[Required action]
After reading the data, copy it out in full and exactly.

*** Opening of Entries shown ***

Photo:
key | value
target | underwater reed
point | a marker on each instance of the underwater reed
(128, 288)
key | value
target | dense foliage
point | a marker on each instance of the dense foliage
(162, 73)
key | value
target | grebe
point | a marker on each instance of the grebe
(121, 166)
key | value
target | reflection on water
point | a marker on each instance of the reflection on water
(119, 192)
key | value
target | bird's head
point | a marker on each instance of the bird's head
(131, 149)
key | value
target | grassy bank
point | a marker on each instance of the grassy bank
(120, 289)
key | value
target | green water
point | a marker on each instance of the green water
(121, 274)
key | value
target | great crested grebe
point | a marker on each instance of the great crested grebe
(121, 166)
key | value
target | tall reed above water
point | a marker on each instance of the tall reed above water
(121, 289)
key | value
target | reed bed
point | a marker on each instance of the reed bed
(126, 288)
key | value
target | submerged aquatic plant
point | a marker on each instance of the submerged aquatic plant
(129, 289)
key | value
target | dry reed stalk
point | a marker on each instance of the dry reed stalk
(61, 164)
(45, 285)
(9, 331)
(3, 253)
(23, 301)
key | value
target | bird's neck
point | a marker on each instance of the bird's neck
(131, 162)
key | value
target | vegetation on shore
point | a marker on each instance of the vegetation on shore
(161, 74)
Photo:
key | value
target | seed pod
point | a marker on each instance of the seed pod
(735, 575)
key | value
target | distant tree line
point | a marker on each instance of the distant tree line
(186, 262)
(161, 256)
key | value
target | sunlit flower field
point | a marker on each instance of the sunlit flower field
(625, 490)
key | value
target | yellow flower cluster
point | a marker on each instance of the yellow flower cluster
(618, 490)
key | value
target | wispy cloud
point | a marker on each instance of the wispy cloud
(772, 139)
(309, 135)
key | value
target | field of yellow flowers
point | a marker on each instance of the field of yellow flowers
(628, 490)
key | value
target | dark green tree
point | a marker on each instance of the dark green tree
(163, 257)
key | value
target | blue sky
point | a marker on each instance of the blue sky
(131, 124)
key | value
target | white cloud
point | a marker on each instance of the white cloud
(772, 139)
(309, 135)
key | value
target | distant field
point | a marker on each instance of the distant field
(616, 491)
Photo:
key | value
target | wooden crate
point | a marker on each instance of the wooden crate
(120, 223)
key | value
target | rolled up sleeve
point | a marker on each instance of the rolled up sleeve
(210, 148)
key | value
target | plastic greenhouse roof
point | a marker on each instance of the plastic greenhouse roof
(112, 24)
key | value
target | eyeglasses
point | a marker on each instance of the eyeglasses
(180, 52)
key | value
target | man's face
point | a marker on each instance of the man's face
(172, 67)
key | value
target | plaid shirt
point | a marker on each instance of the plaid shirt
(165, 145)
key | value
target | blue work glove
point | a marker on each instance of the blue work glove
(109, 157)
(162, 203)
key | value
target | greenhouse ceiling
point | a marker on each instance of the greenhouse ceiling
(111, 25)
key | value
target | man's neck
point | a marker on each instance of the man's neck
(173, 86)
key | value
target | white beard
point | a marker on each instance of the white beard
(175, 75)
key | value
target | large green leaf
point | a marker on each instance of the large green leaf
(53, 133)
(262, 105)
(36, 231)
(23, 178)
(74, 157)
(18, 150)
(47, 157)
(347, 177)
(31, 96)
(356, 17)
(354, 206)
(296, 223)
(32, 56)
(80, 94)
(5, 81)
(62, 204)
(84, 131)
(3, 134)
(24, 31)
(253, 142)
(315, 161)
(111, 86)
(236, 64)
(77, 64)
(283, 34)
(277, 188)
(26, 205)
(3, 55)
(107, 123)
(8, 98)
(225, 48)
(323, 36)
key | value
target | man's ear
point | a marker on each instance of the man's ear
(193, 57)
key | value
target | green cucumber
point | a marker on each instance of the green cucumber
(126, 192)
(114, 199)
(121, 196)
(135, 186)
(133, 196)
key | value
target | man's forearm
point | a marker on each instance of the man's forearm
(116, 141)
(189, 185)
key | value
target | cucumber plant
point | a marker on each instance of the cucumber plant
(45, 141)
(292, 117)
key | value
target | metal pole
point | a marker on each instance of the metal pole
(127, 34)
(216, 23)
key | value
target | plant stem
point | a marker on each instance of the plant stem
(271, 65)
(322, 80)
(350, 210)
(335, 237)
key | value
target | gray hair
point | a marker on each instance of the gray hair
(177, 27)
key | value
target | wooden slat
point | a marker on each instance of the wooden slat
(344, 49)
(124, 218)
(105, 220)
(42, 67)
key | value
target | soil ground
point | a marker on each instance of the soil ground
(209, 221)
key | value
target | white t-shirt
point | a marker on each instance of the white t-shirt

*** Close of Entries shown ***

[Exercise output]
Photo:
key | value
target | underwater reed
point | a marker on each instance of the underwater reed
(128, 288)
key | value
target | dense foliage
point | a marker on each instance of the dense foliage
(162, 73)
key | value
target | grebe
point | a marker on each instance of the grebe
(121, 166)
key | value
target | reflection on water
point | a marker on each instance of the reflection on water
(119, 192)
key | value
target | bird's head
point | a marker on each instance of the bird's head
(131, 149)
key | value
target | grassy bank
point | a marker on each instance of the grassy bank
(120, 289)
key | value
target | green water
point | a marker on each instance of the green water
(121, 274)
key | value
target | great crested grebe
point | a marker on each instance of the great crested grebe
(121, 166)
key | value
target | tall reed above water
point | a marker on each instance of the tall reed above water
(121, 289)
key | value
target | reed bed
point | a marker on each instance of the reed bed
(126, 288)
key | value
target | submerged aquatic plant
point | a marker on each instance of the submerged aquatic plant
(129, 289)
key | value
target | dry reed stalk
point | a marker on each instance of the dry reed stalk
(61, 164)
(45, 285)
(9, 331)
(3, 253)
(23, 301)
key | value
target | bird's neck
point | a marker on each instance of the bird's neck
(131, 162)
key | value
target | vegetation on shore
point | a marker on each instance of the vegetation on shore
(161, 74)
Photo:
key | value
target | seed pod
point | a marker on each instance of the seed pod
(735, 575)
key | value
target | distant tree line
point | a marker on each instance of the distant tree line
(186, 262)
(161, 256)
key | value
target | sunlit flower field
point | a marker on each instance of the sunlit flower field
(625, 490)
key | value
target | yellow flower cluster
point | a marker on each instance of the yellow flower cluster
(618, 490)
key | value
target | wispy cloud
point | a marker on each instance of the wispy cloud
(772, 139)
(309, 135)
key | value
target | field of yellow flowers
point | a marker on each instance of the field of yellow flowers
(628, 490)
key | value
target | dark green tree
point | a marker on each instance of the dark green tree
(163, 257)
key | value
target | blue sky
point | a marker on each instance of the blue sky
(131, 124)
key | value
target | white cloud
point | a marker on each instance of the white cloud
(772, 139)
(309, 135)
key | value
target | distant field
point | a marker on each instance of the distant field
(616, 491)
Photo:
key | value
target | wooden crate
point | a marker on each instance of the wooden crate
(120, 223)
key | value
target | rolled up sleeve
point | a marker on each instance of the rolled up sleeve
(210, 148)
key | value
target | plastic greenhouse roof
point | a marker on each instance of the plastic greenhouse roof
(112, 24)
key | value
target | eyeglasses
point | a marker on each instance of the eyeglasses
(180, 52)
key | value
target | man's face
point | a marker on each instance of the man's face
(172, 67)
key | value
target | plaid shirt
point | a marker on each instance of the plaid shirt
(165, 145)
key | value
target | blue work glove
point | a marker on each instance of the blue work glove
(109, 157)
(162, 203)
key | value
target | greenhouse ceiling
point | a marker on each instance of the greenhouse ceiling
(111, 25)
key | value
target | man's neck
point | a marker on each instance of the man's neck
(173, 86)
key | value
target | white beard
point | a marker on each instance of the white beard
(175, 75)
key | value
target | large green leaf
point | a marker on each instance of the large green leaf
(53, 133)
(262, 105)
(36, 231)
(23, 178)
(74, 157)
(18, 150)
(47, 157)
(347, 177)
(31, 96)
(356, 17)
(354, 206)
(296, 223)
(32, 56)
(80, 94)
(5, 81)
(62, 204)
(84, 131)
(3, 134)
(24, 31)
(253, 142)
(315, 161)
(111, 86)
(236, 64)
(77, 64)
(283, 34)
(277, 188)
(26, 205)
(3, 55)
(107, 123)
(8, 98)
(225, 48)
(323, 36)
key | value
target | man's ear
point | a marker on each instance of the man's ear
(193, 57)
key | value
target | green cucumber
point | a marker on each instance of the green cucumber
(126, 192)
(114, 199)
(121, 196)
(135, 186)
(133, 196)
key | value
target | man's forearm
point | a marker on each instance of the man's forearm
(116, 141)
(189, 185)
key | value
target | cucumber plant
point | a marker on each instance of the cucumber plant
(45, 141)
(292, 117)
key | value
target | metal pole
point | a marker on each instance of the metal pole
(127, 34)
(216, 23)
key | value
target | plant stem
point | a marker on each instance of the plant stem
(271, 65)
(322, 80)
(350, 210)
(335, 237)
key | value
target | gray hair
point | a marker on each instance of the gray hair
(177, 27)
key | value
target | wooden slat
point | a marker on each instance of the wooden slat
(344, 49)
(124, 218)
(105, 220)
(42, 67)
key | value
target | soil ground
point | a marker on each instance of the soil ground
(209, 221)
key | value
target | white t-shirt
point | a marker on each instance of the white t-shirt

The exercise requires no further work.